Tasks for this exercise:
a – List every calendar year named in the essay on Little Rock schools below.
b – Revise the essay on Little Rock schools below by giving its passage again, starting with "School attendance zones" and going on through "supporting the LRSD.", with "enclaves" changed to "refuges".
c – In the essay on Little Rock schools below, who ordered the Arkansas National Guard to block the Little Rock 9 from entering Central High School in 1957?

From that prophetic perspective, Isaiah 59 is a fitting starting point for our reflection on the state of public education, despite however uncomfortable and unpleasant it may be for us to admit.  Sixty years after September 23, 1957 – when nine black students, supported by L.C. and Daisy Bates and other courageous people associated with the Arkansas branch of the National Association for the Advancement of Colored People (NAACP), defied racial segregation in public education in Arkansas by entering the largest and most prominent public high school in the capital city of Arkansas – the harsh observations we read in Isaiah 59 apply to our society the same way they applied to the society to whom those words were addressed.

For your hands are defiled with blood, and your fingers with iniquity; your lips have spoken lies, your tongue mutters wickedness (Isaiah 59:3).  Those words remind us about the history of brutality and treachery carried out against the cause of fair, free, and inclusive public education in Little Rock over the past sixty years.  Politicians opposed the idea of black students attending public school on equal terms with white students so much they tried to block the Little Rock 9 from entering Central High School in 1957.  The next year those politicians shut down the entire school district. 

If we are honest, we will admit schemes have been concocted over the past sixty years to cheat all children in the Little Rock School District from the opportunity to receive a free public education in schools that are racially inclusive and fairly administered.  In 1957, the schemers openly opposed racially inclusive and fairly administered public schools.  In 1957, Governor Orval Faubus – pretending that he was protecting public safety – ordered the Arkansas National Guard to block the Little Rock 9 from entering Central High School.  In 2015, the Arkansas Board of Education dissolved the elected Little Rock School Board pretending that it was protecting public education.  In 2017, the Arkansas Board of Education – not the National Guard – is blocking children from attending public schools that are fairly administered and racially inclusive.  

If we are honest, we will admit that business, civic, and religious leaders in Little Rock have consistently schemed to frustrate efforts to provide children in the Little Rock School District with racially inclusive and fair public education.
 
School attendance zones were drawn for years to preserve some schools as enclaves for white students while maintaining all black schools until court decisions forced them to be redrawn. 

Real estate developers schemed with Little Rock civic leaders to expand city services to “white flight” developments westward.  City services must be provided to those upper-income neighborhoods, but the boundaries of the Little Rock School District were deliberately not changed.  This has allowed residents of those neighbors to live outside the School District and not have their property taxes go toward supporting the LRSD.

Given records:

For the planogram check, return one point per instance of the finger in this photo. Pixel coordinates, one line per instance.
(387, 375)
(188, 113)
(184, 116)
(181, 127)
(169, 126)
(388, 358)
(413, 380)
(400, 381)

Written answers:
a – 1957, 2015, 2017

b –
School attendance zones were drawn for years to preserve some schools as refuges for white students while maintaining all black schools until court decisions forced them to be redrawn. 

Real estate developers schemed with Little Rock civic leaders to expand city services to “white flight” developments westward.  City services must be provided to those upper-income neighborhoods, but the boundaries of the Little Rock School District were deliberately not changed.  This has allowed residents of those neighbors to live outside the School District and not have their property taxes go toward supporting the LRSD.

c – Governor Orval Faubus